The task ->
Return all lines from the listing below in which "dark" appears.

-------- Extracted records --------

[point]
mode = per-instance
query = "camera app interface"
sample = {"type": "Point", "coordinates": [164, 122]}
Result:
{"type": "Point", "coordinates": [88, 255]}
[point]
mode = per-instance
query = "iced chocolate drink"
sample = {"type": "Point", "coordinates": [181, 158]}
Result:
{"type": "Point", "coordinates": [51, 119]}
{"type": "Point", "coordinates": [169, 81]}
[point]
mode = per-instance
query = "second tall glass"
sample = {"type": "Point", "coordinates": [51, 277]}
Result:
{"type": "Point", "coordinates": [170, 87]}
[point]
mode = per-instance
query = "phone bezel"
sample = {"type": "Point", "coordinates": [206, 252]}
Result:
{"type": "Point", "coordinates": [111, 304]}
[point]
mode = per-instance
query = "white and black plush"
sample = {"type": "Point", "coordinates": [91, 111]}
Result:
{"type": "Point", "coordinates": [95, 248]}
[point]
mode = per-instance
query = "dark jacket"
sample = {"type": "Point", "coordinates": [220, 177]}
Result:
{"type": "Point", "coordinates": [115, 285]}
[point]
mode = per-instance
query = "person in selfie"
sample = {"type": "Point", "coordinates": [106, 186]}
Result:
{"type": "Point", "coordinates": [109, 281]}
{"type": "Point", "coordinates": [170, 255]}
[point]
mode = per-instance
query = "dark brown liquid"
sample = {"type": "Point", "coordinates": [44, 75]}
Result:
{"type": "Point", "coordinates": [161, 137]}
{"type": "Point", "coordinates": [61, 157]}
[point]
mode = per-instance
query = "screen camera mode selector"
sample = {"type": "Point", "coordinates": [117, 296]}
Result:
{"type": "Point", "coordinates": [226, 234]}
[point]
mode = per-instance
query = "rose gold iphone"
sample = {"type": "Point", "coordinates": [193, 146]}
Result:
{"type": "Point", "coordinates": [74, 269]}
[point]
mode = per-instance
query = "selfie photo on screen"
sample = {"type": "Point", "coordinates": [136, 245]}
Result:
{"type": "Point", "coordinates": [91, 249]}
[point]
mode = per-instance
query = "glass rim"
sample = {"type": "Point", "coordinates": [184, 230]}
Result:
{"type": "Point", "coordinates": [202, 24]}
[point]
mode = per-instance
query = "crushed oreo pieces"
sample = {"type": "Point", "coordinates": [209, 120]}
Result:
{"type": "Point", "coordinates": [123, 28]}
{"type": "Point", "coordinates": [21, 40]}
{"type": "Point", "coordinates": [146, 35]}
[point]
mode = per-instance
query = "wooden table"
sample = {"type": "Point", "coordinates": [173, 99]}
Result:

--------

Final answer ->
query = "dark jacket"
query = "dark brown liquid"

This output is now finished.